**TO-DO LIST**:
1) According to the plasma accelerator article, what record energy did Katsouleas and his colleagues reach with a plasma accelerator in 2007?
2) Using the plasma accelerator article, explain why Katsouleas's team is said to have "cheat a little".

Unfortunately, the machines currently needed to generate these X-rays, although not as gigantic as the behemoths of particle physics, are still pretty substantial. The Diamond Light Source, opened in January 2007 on the Rutherford Appleton Laboratory's site, is one of the latest examples. It cost some ?400 million to build and, with a circumference of over half a kilometre, covers an area the size of several football pitches.

Plasma accelerators will not make facilities such as Diamond obsolete overnight, as they cannot yet match the intensity and pulse frequency that the larger machines can produce. But any decent-sized lab should be able to procure its own source of high-energy X-rays within the next five years or so, says Victor Malka, leader of the group at the Ecole Polytechnique in Palaiseau, France, that was involved in the 2004 breakthrough.

Revolutionary as such an advance could be, such low-energy folderol is unlikely to impress particle physicists hungry for power. Thomas Katsouleas's baby, on the other hand, just might.

Katsouleas is an electrical engineer at Duke University in Durham, North Carolina, and part of a team involved in a series of potentially ground-breaking experiments at the SLAC National Accelerator Laboratory in Stanford, California. "The minimum energy for seeing new physics is probably a beam of 250 GeV hitting another at 250 GeV," he says. In 2007, Katsouleas and his colleagues took a giant leap towards that goal, creating a new record for the highest energy achieved using a plasma accelerator: 85 GeV.

Admittedly, they did cheat a little. The electrons they started with were not the relatively low-energy, chilled-out electrons of the plasma itself, but the 42 GeV output of one of the world's most muscular conventional electron boosters: the 3-kilometre-long SLAC main accelerator. Even so, the doubling in energy that Katsouleas's team achieved in just one metre of plasma was little short of astounding (Nature

, vol 445, p 741).

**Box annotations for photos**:
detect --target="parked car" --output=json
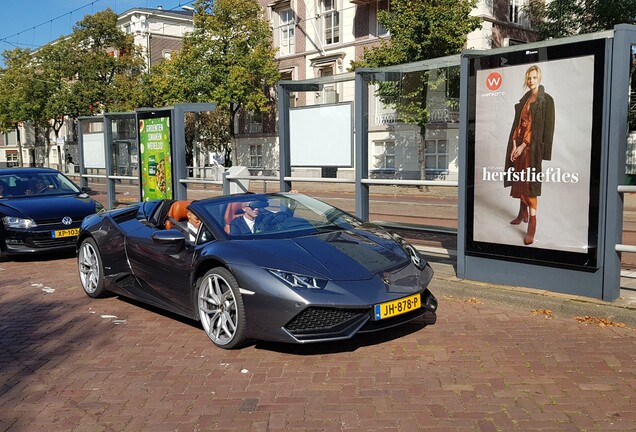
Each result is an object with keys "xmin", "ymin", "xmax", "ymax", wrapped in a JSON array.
[
  {"xmin": 0, "ymin": 168, "xmax": 104, "ymax": 256},
  {"xmin": 78, "ymin": 193, "xmax": 437, "ymax": 349}
]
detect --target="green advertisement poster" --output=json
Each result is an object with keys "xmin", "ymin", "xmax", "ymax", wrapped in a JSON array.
[{"xmin": 139, "ymin": 117, "xmax": 172, "ymax": 201}]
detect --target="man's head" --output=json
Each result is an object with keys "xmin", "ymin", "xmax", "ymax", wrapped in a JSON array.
[{"xmin": 188, "ymin": 209, "xmax": 201, "ymax": 228}]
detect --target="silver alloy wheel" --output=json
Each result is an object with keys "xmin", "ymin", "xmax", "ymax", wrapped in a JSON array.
[
  {"xmin": 199, "ymin": 273, "xmax": 238, "ymax": 346},
  {"xmin": 78, "ymin": 241, "xmax": 100, "ymax": 294}
]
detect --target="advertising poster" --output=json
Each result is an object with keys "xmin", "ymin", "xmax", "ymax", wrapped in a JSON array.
[
  {"xmin": 473, "ymin": 55, "xmax": 594, "ymax": 253},
  {"xmin": 139, "ymin": 117, "xmax": 172, "ymax": 201},
  {"xmin": 466, "ymin": 40, "xmax": 605, "ymax": 269}
]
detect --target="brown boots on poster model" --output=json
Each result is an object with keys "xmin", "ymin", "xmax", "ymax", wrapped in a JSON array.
[
  {"xmin": 510, "ymin": 201, "xmax": 537, "ymax": 245},
  {"xmin": 523, "ymin": 215, "xmax": 537, "ymax": 245},
  {"xmin": 510, "ymin": 201, "xmax": 528, "ymax": 225}
]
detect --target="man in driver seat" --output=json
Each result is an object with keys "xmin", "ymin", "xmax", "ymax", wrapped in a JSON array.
[{"xmin": 230, "ymin": 201, "xmax": 267, "ymax": 236}]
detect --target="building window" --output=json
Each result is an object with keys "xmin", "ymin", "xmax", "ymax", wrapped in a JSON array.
[
  {"xmin": 6, "ymin": 150, "xmax": 18, "ymax": 168},
  {"xmin": 280, "ymin": 70, "xmax": 296, "ymax": 108},
  {"xmin": 320, "ymin": 0, "xmax": 340, "ymax": 45},
  {"xmin": 318, "ymin": 63, "xmax": 338, "ymax": 103},
  {"xmin": 424, "ymin": 140, "xmax": 448, "ymax": 174},
  {"xmin": 508, "ymin": 0, "xmax": 526, "ymax": 25},
  {"xmin": 373, "ymin": 141, "xmax": 395, "ymax": 170},
  {"xmin": 277, "ymin": 8, "xmax": 296, "ymax": 55},
  {"xmin": 375, "ymin": 0, "xmax": 391, "ymax": 36},
  {"xmin": 250, "ymin": 144, "xmax": 263, "ymax": 168}
]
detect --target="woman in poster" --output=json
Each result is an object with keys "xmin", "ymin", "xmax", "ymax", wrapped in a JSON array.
[{"xmin": 504, "ymin": 65, "xmax": 554, "ymax": 245}]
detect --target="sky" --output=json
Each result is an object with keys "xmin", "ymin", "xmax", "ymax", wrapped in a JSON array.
[{"xmin": 0, "ymin": 0, "xmax": 194, "ymax": 66}]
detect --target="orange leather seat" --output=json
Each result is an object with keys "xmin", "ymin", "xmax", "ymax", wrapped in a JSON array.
[
  {"xmin": 225, "ymin": 202, "xmax": 243, "ymax": 234},
  {"xmin": 164, "ymin": 201, "xmax": 192, "ymax": 229}
]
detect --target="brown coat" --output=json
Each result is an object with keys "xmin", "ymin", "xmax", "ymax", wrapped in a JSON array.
[{"xmin": 504, "ymin": 86, "xmax": 554, "ymax": 196}]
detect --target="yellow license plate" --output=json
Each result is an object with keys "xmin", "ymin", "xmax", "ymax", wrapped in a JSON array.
[
  {"xmin": 51, "ymin": 228, "xmax": 79, "ymax": 238},
  {"xmin": 373, "ymin": 294, "xmax": 422, "ymax": 321}
]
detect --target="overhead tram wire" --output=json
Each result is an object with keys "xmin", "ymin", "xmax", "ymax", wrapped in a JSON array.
[
  {"xmin": 0, "ymin": 0, "xmax": 195, "ymax": 52},
  {"xmin": 0, "ymin": 0, "xmax": 102, "ymax": 47}
]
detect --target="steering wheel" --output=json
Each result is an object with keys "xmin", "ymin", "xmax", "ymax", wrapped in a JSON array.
[{"xmin": 268, "ymin": 212, "xmax": 290, "ymax": 231}]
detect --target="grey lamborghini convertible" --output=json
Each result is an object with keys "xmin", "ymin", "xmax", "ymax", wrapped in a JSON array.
[{"xmin": 77, "ymin": 193, "xmax": 437, "ymax": 348}]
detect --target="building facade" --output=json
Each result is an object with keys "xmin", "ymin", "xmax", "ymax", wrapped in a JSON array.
[
  {"xmin": 0, "ymin": 8, "xmax": 194, "ymax": 171},
  {"xmin": 234, "ymin": 0, "xmax": 537, "ymax": 180}
]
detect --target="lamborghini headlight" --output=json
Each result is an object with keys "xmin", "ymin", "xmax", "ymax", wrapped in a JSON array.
[
  {"xmin": 268, "ymin": 269, "xmax": 327, "ymax": 289},
  {"xmin": 2, "ymin": 216, "xmax": 38, "ymax": 229}
]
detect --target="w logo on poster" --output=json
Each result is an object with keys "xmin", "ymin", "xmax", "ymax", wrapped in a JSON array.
[{"xmin": 486, "ymin": 72, "xmax": 503, "ymax": 91}]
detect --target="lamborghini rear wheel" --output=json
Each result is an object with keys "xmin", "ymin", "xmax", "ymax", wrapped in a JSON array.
[
  {"xmin": 77, "ymin": 238, "xmax": 107, "ymax": 298},
  {"xmin": 197, "ymin": 267, "xmax": 246, "ymax": 349}
]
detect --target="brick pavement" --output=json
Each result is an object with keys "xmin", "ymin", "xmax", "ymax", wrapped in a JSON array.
[{"xmin": 0, "ymin": 256, "xmax": 636, "ymax": 432}]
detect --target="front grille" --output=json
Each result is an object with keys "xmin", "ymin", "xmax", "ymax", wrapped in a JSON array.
[
  {"xmin": 285, "ymin": 307, "xmax": 368, "ymax": 332},
  {"xmin": 285, "ymin": 307, "xmax": 371, "ymax": 341}
]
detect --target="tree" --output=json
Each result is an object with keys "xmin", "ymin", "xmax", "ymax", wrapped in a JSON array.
[
  {"xmin": 64, "ymin": 8, "xmax": 143, "ymax": 117},
  {"xmin": 0, "ymin": 48, "xmax": 39, "ymax": 166},
  {"xmin": 526, "ymin": 0, "xmax": 636, "ymax": 39},
  {"xmin": 351, "ymin": 0, "xmax": 480, "ymax": 182}
]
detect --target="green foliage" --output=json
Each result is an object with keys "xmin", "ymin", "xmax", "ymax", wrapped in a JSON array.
[
  {"xmin": 526, "ymin": 0, "xmax": 636, "ymax": 39},
  {"xmin": 351, "ymin": 0, "xmax": 480, "ymax": 178},
  {"xmin": 65, "ymin": 9, "xmax": 143, "ymax": 116},
  {"xmin": 351, "ymin": 0, "xmax": 480, "ymax": 127}
]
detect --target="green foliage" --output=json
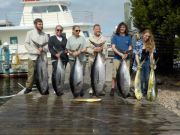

**SOLUTIONS TO THE EXERCISE**:
1) They reached 85 GeV.

2) The team did not start with the plasma's own relatively low-energy electrons. Instead, they used the 42 GeV output of the 3-kilometer-long SLAC main accelerator, one of the world's most powerful conventional electron boosters.